→ **SUPPLIED INFORMATION**
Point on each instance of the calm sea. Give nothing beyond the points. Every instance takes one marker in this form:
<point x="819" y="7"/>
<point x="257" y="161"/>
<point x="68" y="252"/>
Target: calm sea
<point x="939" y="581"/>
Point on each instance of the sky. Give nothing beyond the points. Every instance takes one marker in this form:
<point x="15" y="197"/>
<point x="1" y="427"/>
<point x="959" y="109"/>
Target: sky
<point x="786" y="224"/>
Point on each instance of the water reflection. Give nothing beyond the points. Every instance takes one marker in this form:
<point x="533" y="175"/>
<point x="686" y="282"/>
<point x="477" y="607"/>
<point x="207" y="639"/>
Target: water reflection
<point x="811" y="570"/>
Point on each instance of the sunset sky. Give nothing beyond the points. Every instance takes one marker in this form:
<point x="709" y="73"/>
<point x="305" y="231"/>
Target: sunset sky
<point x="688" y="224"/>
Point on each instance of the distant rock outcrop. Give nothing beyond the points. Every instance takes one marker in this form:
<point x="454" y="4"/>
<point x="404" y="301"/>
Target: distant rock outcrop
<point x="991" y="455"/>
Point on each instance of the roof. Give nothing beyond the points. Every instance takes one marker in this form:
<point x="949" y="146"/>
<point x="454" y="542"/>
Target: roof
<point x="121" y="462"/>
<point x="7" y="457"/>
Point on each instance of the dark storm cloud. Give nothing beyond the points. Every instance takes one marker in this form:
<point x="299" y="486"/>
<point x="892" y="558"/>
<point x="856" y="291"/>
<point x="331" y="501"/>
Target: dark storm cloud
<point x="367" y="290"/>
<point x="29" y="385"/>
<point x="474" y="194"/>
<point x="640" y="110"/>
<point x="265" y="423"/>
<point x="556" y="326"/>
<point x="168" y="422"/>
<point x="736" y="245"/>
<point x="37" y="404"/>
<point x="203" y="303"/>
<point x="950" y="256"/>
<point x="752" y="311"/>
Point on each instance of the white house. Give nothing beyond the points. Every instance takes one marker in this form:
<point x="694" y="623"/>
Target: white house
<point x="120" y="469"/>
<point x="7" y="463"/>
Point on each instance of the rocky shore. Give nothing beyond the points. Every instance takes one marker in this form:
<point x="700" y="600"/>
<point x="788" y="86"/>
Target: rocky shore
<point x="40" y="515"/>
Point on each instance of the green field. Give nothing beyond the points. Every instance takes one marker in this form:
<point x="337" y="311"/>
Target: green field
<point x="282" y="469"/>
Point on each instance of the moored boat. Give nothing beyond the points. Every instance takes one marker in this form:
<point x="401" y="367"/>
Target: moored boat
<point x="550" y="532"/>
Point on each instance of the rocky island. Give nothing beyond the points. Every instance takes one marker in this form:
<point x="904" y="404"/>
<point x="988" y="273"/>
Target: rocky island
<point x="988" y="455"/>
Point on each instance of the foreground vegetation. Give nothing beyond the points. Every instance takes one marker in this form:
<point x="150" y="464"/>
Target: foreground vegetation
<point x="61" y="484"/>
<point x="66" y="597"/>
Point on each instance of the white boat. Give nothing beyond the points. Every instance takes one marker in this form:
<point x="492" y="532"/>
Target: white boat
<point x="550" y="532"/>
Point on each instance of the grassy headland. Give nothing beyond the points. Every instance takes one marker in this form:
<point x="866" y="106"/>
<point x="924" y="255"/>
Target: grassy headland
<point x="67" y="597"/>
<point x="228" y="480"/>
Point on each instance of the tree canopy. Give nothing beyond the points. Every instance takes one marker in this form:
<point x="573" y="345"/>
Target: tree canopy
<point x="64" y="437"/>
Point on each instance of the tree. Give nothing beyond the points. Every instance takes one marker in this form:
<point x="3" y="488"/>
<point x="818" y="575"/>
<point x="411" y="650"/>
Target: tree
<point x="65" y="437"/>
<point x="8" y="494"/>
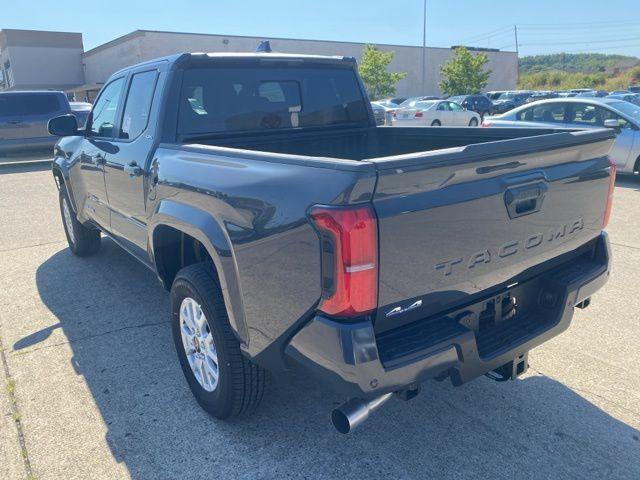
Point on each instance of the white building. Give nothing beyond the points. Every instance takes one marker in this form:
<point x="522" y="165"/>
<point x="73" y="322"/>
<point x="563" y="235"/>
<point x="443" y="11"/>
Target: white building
<point x="100" y="62"/>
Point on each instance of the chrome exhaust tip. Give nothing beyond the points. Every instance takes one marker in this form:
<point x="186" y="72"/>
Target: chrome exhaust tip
<point x="355" y="411"/>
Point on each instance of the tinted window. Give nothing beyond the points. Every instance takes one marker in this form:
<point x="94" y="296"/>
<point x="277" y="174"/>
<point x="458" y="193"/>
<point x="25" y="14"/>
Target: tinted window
<point x="25" y="104"/>
<point x="550" y="113"/>
<point x="104" y="111"/>
<point x="609" y="115"/>
<point x="586" y="114"/>
<point x="242" y="98"/>
<point x="138" y="105"/>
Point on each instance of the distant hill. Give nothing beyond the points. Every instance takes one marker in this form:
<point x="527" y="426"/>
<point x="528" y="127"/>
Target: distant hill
<point x="575" y="62"/>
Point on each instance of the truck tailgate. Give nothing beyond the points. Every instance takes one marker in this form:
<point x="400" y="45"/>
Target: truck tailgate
<point x="475" y="219"/>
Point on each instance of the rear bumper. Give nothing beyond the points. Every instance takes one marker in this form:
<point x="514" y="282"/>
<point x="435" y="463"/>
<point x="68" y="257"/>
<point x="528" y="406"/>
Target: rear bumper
<point x="357" y="362"/>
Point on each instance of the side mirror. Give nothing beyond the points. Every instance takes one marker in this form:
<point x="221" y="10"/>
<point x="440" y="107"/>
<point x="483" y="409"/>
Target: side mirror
<point x="612" y="123"/>
<point x="63" y="126"/>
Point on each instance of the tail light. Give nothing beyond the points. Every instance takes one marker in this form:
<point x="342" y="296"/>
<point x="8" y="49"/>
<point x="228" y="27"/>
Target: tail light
<point x="612" y="181"/>
<point x="349" y="246"/>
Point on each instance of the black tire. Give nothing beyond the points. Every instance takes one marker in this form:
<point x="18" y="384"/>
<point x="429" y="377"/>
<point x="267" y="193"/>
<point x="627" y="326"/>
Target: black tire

→ **TASK GOAL**
Restate each of the entries above word for word and skip every image.

→ **SOLUTION BELOW**
Point on each instance of the calm sea. Give nothing beyond the points. Every instance takes one marker in this form:
<point x="819" y="7"/>
<point x="257" y="161"/>
<point x="68" y="252"/>
Target: calm sea
<point x="939" y="581"/>
Point on each instance of the sky. Give nothing beyond the points. Every instance takes one marker in this form:
<point x="15" y="197"/>
<point x="1" y="427"/>
<point x="959" y="109"/>
Target: sky
<point x="786" y="224"/>
Point on each instance of the water reflection. Give nothing beyond the points. Every instance takes one marker in this form:
<point x="533" y="175"/>
<point x="686" y="282"/>
<point x="477" y="607"/>
<point x="207" y="639"/>
Target: water reflection
<point x="811" y="570"/>
Point on each instance of the sunset sky. Give nothing beyond the points. Every instance takes one marker in this form:
<point x="709" y="73"/>
<point x="305" y="231"/>
Target: sunset sky
<point x="688" y="224"/>
Point on each instance of the distant rock outcrop. Give nothing beyond the points. Every instance takes one marker in this form:
<point x="454" y="4"/>
<point x="404" y="301"/>
Target: distant rock outcrop
<point x="991" y="455"/>
Point on each instance of the roof. Give nothing beyond the points. Every instance takes one marker in this form:
<point x="949" y="146"/>
<point x="454" y="542"/>
Target: roof
<point x="121" y="462"/>
<point x="7" y="457"/>
Point on each instance of the dark storm cloud. Give nothing beyond the points. Every instance takes one marker in this form:
<point x="299" y="486"/>
<point x="892" y="558"/>
<point x="856" y="291"/>
<point x="331" y="501"/>
Target: dark storm cloud
<point x="367" y="290"/>
<point x="29" y="385"/>
<point x="474" y="194"/>
<point x="640" y="110"/>
<point x="265" y="423"/>
<point x="556" y="326"/>
<point x="168" y="422"/>
<point x="736" y="245"/>
<point x="37" y="404"/>
<point x="203" y="303"/>
<point x="950" y="256"/>
<point x="752" y="311"/>
Point on each instance of the white house. Give nothing beyond the points. Every instance takes one marker in this form:
<point x="694" y="623"/>
Target: white house
<point x="120" y="469"/>
<point x="7" y="463"/>
Point on each instance of the rocky shore. Give nothing beyond the points. Every instance takes one marker in this form:
<point x="700" y="600"/>
<point x="788" y="86"/>
Target: rocky shore
<point x="40" y="515"/>
Point on each instance of the green field. Give nothing beyond the points. Every instance takes one marker in this form:
<point x="337" y="311"/>
Target: green field
<point x="282" y="469"/>
Point on each instance of the moored boat. Give nothing beyond the points. Every instance takes one marker in this form:
<point x="401" y="367"/>
Target: moored boat
<point x="550" y="532"/>
Point on each instance of the rocky island. Give nothing beyond the points. Every instance takes one marker in this form:
<point x="904" y="404"/>
<point x="988" y="273"/>
Target: rocky island
<point x="988" y="455"/>
Point on each instance of the foreground vegetation. Give nothing beyond the points. Every instance takes one marker in this form:
<point x="150" y="464"/>
Target: foreground vegetation
<point x="61" y="484"/>
<point x="66" y="597"/>
Point on each instance of the white boat. Give nothing beyond the points. Every instance takes one marker in this form:
<point x="492" y="532"/>
Target: white boat
<point x="550" y="532"/>
Point on each instance of the grassy headland. Give nothing beyond the points. Every instance takes one marker in this form:
<point x="866" y="106"/>
<point x="924" y="255"/>
Target: grassy headland
<point x="67" y="597"/>
<point x="228" y="480"/>
Point on each instance of the tree canopy. Give nothing beyond the points. Every instance takes one marker in this form:
<point x="573" y="345"/>
Target: tree canopy
<point x="64" y="437"/>
Point on each instance of the tree. Give nothing beyond the points. Every instance takes one marker in this form:
<point x="3" y="488"/>
<point x="818" y="575"/>
<point x="411" y="650"/>
Target: tree
<point x="65" y="437"/>
<point x="8" y="494"/>
Point on each instance of the white building. Give nothing beyond the points. Every instance takes one marker in this form:
<point x="522" y="165"/>
<point x="73" y="322"/>
<point x="563" y="235"/>
<point x="443" y="11"/>
Target: white building
<point x="100" y="62"/>
Point on each instance of the chrome exhaust tip. Give nothing beyond the points. Every instance takes one marker in this form:
<point x="186" y="72"/>
Target: chrome exhaust tip
<point x="355" y="411"/>
Point on each instance of the tinted window. Give nothing beyond the points. Every instance takes one marker in this form:
<point x="94" y="296"/>
<point x="277" y="174"/>
<point x="458" y="193"/>
<point x="25" y="14"/>
Target: tinted window
<point x="25" y="104"/>
<point x="550" y="113"/>
<point x="104" y="111"/>
<point x="609" y="115"/>
<point x="586" y="114"/>
<point x="242" y="98"/>
<point x="138" y="105"/>
Point on each instance of the distant hill. Give nothing beyond the points. Every instance takes one marker in this form:
<point x="527" y="426"/>
<point x="528" y="127"/>
Target: distant hill
<point x="575" y="62"/>
Point on each instance of the truck tailgate. Give nothing beyond the points. Every instance takes one marker in this form:
<point x="400" y="45"/>
Target: truck tailgate
<point x="475" y="219"/>
Point on each instance of the rear bumper. Give nothing beyond the points. Every instance takes one marker in this form:
<point x="514" y="282"/>
<point x="435" y="463"/>
<point x="68" y="257"/>
<point x="528" y="406"/>
Target: rear bumper
<point x="357" y="362"/>
Point on each instance of the side mirror. Give nothing beyond the points. Every instance takes one marker in this form:
<point x="221" y="10"/>
<point x="440" y="107"/>
<point x="483" y="409"/>
Target: side mirror
<point x="612" y="123"/>
<point x="63" y="126"/>
Point on each instance of the tail light. Give nothing beyond the points. Every instance takes one marker in this form:
<point x="342" y="296"/>
<point x="8" y="49"/>
<point x="228" y="27"/>
Target: tail light
<point x="612" y="181"/>
<point x="349" y="246"/>
Point on each instance of the black tire. Give nothing beyond the points. Every instance takes one marker in this form:
<point x="18" y="384"/>
<point x="429" y="377"/>
<point x="267" y="193"/>
<point x="627" y="326"/>
Target: black tire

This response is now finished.